§ **ASSIGNED TASK**:
Only the text belongs in the answer: every line of the records below, transcribed exactly.

[WORKING DATA]

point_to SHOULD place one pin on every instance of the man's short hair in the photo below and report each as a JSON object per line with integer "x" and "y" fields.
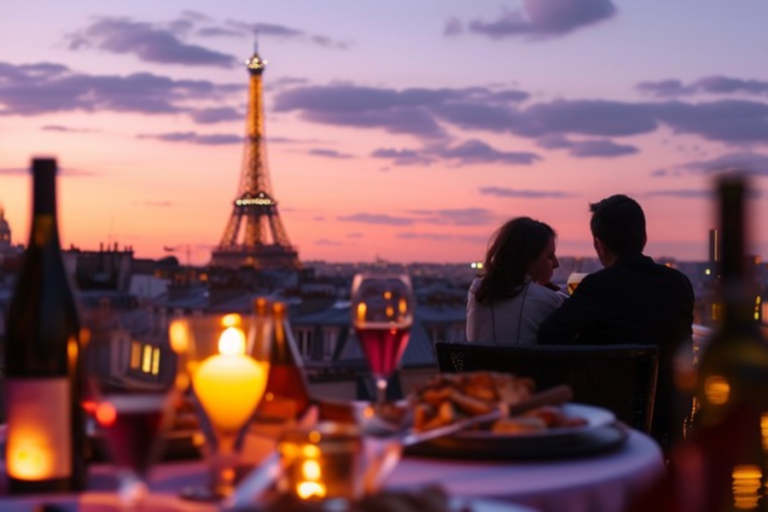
{"x": 619, "y": 222}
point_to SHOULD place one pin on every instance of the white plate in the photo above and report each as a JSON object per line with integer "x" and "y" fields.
{"x": 601, "y": 433}
{"x": 595, "y": 416}
{"x": 475, "y": 505}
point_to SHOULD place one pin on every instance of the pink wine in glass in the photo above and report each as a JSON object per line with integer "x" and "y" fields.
{"x": 383, "y": 346}
{"x": 131, "y": 425}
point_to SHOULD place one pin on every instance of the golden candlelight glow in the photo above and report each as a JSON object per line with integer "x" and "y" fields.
{"x": 73, "y": 349}
{"x": 717, "y": 390}
{"x": 311, "y": 469}
{"x": 155, "y": 361}
{"x": 146, "y": 359}
{"x": 309, "y": 490}
{"x": 135, "y": 354}
{"x": 29, "y": 457}
{"x": 362, "y": 309}
{"x": 106, "y": 414}
{"x": 764, "y": 431}
{"x": 232, "y": 342}
{"x": 310, "y": 451}
{"x": 230, "y": 385}
{"x": 746, "y": 486}
{"x": 310, "y": 486}
{"x": 230, "y": 320}
{"x": 322, "y": 462}
{"x": 37, "y": 448}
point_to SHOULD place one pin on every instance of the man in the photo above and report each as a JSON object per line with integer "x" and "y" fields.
{"x": 631, "y": 300}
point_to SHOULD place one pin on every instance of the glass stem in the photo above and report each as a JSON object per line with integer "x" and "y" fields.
{"x": 223, "y": 466}
{"x": 381, "y": 391}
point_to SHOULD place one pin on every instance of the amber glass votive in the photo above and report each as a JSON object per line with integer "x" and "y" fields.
{"x": 322, "y": 462}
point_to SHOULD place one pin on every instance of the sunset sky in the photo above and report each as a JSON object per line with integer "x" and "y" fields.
{"x": 406, "y": 130}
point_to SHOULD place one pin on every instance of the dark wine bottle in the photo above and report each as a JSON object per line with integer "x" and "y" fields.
{"x": 726, "y": 459}
{"x": 287, "y": 396}
{"x": 46, "y": 427}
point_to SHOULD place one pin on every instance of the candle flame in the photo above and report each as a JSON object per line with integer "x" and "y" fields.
{"x": 307, "y": 490}
{"x": 230, "y": 320}
{"x": 27, "y": 459}
{"x": 310, "y": 451}
{"x": 717, "y": 389}
{"x": 746, "y": 486}
{"x": 106, "y": 414}
{"x": 402, "y": 306}
{"x": 232, "y": 342}
{"x": 362, "y": 309}
{"x": 311, "y": 469}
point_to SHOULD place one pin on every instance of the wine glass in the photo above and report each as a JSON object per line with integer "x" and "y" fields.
{"x": 228, "y": 373}
{"x": 129, "y": 395}
{"x": 382, "y": 314}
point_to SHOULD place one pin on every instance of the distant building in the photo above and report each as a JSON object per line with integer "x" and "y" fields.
{"x": 5, "y": 232}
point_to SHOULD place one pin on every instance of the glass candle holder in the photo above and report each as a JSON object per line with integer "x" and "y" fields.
{"x": 322, "y": 462}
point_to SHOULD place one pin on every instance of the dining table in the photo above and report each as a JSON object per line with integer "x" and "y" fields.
{"x": 599, "y": 482}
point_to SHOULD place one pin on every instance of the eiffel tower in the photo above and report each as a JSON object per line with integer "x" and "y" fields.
{"x": 264, "y": 242}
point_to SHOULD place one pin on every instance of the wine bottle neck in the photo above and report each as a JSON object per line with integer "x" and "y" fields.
{"x": 738, "y": 302}
{"x": 44, "y": 187}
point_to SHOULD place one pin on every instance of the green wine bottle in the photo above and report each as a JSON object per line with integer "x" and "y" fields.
{"x": 730, "y": 436}
{"x": 46, "y": 428}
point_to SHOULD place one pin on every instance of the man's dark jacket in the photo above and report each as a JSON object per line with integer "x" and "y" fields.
{"x": 635, "y": 300}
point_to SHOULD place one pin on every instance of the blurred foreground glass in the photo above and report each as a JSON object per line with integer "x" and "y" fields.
{"x": 129, "y": 394}
{"x": 382, "y": 315}
{"x": 228, "y": 372}
{"x": 574, "y": 280}
{"x": 324, "y": 462}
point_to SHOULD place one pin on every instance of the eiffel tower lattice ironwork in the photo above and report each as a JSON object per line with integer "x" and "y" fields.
{"x": 255, "y": 236}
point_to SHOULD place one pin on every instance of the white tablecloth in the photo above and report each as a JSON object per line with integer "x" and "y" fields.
{"x": 601, "y": 483}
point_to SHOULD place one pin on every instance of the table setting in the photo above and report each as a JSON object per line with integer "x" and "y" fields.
{"x": 480, "y": 441}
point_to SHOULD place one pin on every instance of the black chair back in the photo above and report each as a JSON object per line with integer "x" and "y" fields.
{"x": 621, "y": 378}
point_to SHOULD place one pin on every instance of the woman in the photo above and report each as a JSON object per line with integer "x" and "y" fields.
{"x": 508, "y": 304}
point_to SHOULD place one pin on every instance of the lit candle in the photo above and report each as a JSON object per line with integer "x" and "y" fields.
{"x": 322, "y": 462}
{"x": 35, "y": 450}
{"x": 361, "y": 311}
{"x": 230, "y": 384}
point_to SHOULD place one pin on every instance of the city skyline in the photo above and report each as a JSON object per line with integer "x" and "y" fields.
{"x": 406, "y": 132}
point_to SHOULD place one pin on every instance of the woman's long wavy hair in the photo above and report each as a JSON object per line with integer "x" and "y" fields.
{"x": 512, "y": 249}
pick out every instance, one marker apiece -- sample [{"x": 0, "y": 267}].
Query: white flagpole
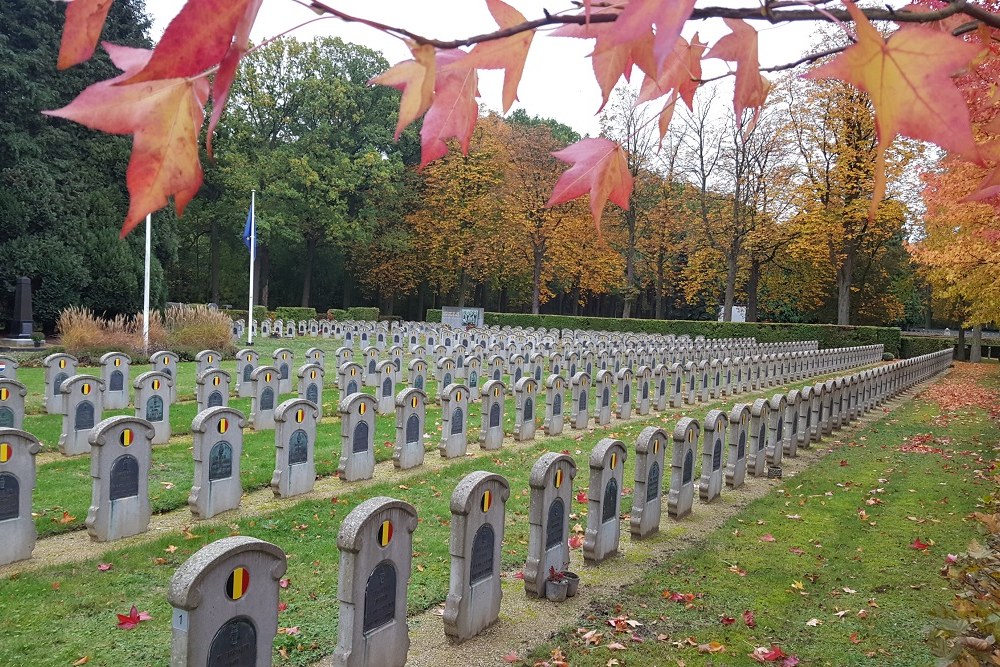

[/WORKING DATA]

§ **RESPONSE TO THE TASK**:
point_to SHOULD place one pin on every instance of the man's short hair in the photo below and report each as a JSON object per line with integer "x" and "y" fields.
{"x": 619, "y": 222}
point_to SHOULD place one pin on every instance of the white plate in the photo above and report each as a JSON object per line with integer "x" and "y" fields.
{"x": 601, "y": 433}
{"x": 595, "y": 416}
{"x": 475, "y": 505}
point_to SHOULD place one pin on every instance of the pink wine in glass in the photo above and report each as a JSON object per line with integer "x" and "y" fields.
{"x": 383, "y": 346}
{"x": 131, "y": 425}
point_to SHOULD place one pin on every instance of the golden candlelight glow in the photo above and report each as a JSON object per line with integer "x" and "y" fields.
{"x": 73, "y": 349}
{"x": 717, "y": 390}
{"x": 311, "y": 469}
{"x": 155, "y": 361}
{"x": 146, "y": 359}
{"x": 309, "y": 490}
{"x": 135, "y": 354}
{"x": 29, "y": 457}
{"x": 362, "y": 309}
{"x": 106, "y": 414}
{"x": 764, "y": 431}
{"x": 232, "y": 342}
{"x": 310, "y": 451}
{"x": 230, "y": 385}
{"x": 746, "y": 486}
{"x": 310, "y": 486}
{"x": 230, "y": 320}
{"x": 322, "y": 462}
{"x": 37, "y": 448}
point_to SHOULD place one pin on every instance of the man in the photo above and report each as a JSON object per line with integer "x" and "y" fields.
{"x": 631, "y": 300}
point_to SHOULD place one pin on every instance of the glass stem in the photo above and report each as a JSON object per line with integer "x" and "y" fields.
{"x": 223, "y": 466}
{"x": 381, "y": 391}
point_to SHOULD place one pin on every instance of the amber glass votive in the photo above and report each as a JSON object per line with integer "x" and "y" fields.
{"x": 322, "y": 462}
point_to SHOULD place one pin on every instance of the sunset sky in the photo above and report each as a JSON object per line with integer "x" and "y" fields.
{"x": 406, "y": 130}
point_to SHOULD place one pin on every instance of the dark wine bottle in the photo above and report each as a JSON object per line with integer "x" and "y" fields.
{"x": 726, "y": 459}
{"x": 287, "y": 396}
{"x": 46, "y": 427}
point_to SHOULD place one pin on every instance of the candle flame in the photo above and report each as a JSON object per line with integer "x" and "y" fields.
{"x": 307, "y": 490}
{"x": 230, "y": 320}
{"x": 27, "y": 459}
{"x": 310, "y": 451}
{"x": 717, "y": 389}
{"x": 746, "y": 486}
{"x": 106, "y": 414}
{"x": 402, "y": 306}
{"x": 232, "y": 342}
{"x": 362, "y": 309}
{"x": 311, "y": 469}
point_to SHOULD place one pin on every instance of the wine glass in the photo above and report each as a JSON object per line with integer "x" and "y" fields.
{"x": 228, "y": 373}
{"x": 129, "y": 395}
{"x": 382, "y": 314}
point_to SHOULD place one pin on every instance of the distant building in the photo above and report each as a JSON object per line with integer "x" and "y" fields.
{"x": 5, "y": 232}
point_to SHOULD place one pin on every instance of the glass candle holder in the photo above and report each as a JSON object per line with integer "x" and "y" fields.
{"x": 322, "y": 462}
point_to SHOULD place one pin on every instance of the dining table in the photo above and report each as a JSON object per line with integer "x" and "y" fields.
{"x": 599, "y": 482}
point_to SHOULD place one pin on every instance of the eiffel tower in the photo above and report each as a JSON object per line with integer "x" and "y" fields.
{"x": 264, "y": 242}
point_to SHOULD place one pin on every instance of the wine bottle neck in the photo above and report each as a JSON object per line with integer "x" and "y" fields.
{"x": 738, "y": 302}
{"x": 44, "y": 187}
point_to SHOULD place one pin on every instance of the green wine bottle in the photo above and report each as a JSON object per line with integer "x" and "y" fields.
{"x": 730, "y": 436}
{"x": 46, "y": 428}
point_to SHOULD place one pin on every instance of the man's dark jacket in the photo above and report each as a JSON object per line with integer "x" and "y" fields.
{"x": 635, "y": 300}
point_to SHOULD place one pin on every instance of the blurred foreground glass in the photo above and report each as a JSON object per line with integer "x" and "y" fields.
{"x": 129, "y": 394}
{"x": 382, "y": 315}
{"x": 228, "y": 372}
{"x": 574, "y": 280}
{"x": 324, "y": 462}
point_to SHOULD place one pin on every instance of the eiffel tower lattice ironwork in the photo above and report each as a JSON object per line with integer "x" and "y" fields.
{"x": 255, "y": 236}
point_to SHOULD place one pin on every instance of the white tablecloth in the photo above and report each as a JSON object per line with integer "x" and "y" fields.
{"x": 601, "y": 483}
point_to SHOULD place one pin on every instance of the table setting in the photo above and report each as a JSON object per line with integer "x" and "y" fields.
{"x": 480, "y": 441}
point_to SHOULD place one pin on every instance of the black chair back in the photo above and report each as a JSON object per line with integer "x" and "y" fields.
{"x": 621, "y": 378}
point_to SHOULD place one pin on every instance of the woman in the photo above and report each as a JSON object per line with integer "x" and "y" fields.
{"x": 508, "y": 304}
point_to SHOULD place one pin on every instance of the lit candle in the photo above and report each as a JSON object per line with integer "x" and "y" fields.
{"x": 322, "y": 462}
{"x": 35, "y": 450}
{"x": 361, "y": 311}
{"x": 230, "y": 384}
point_to SHOULD place one pin on every instance of the city skyline in the photo above and report each as a JSON object per line with integer "x" and "y" fields.
{"x": 406, "y": 132}
point_to SHOULD place one pin on every instance of the woman's long wavy hair in the photo above and report each as a JSON object per line with integer "x" and "y" fields.
{"x": 512, "y": 249}
pick out every instance, one marker apiece -- sample [{"x": 0, "y": 267}].
Query: white flagpole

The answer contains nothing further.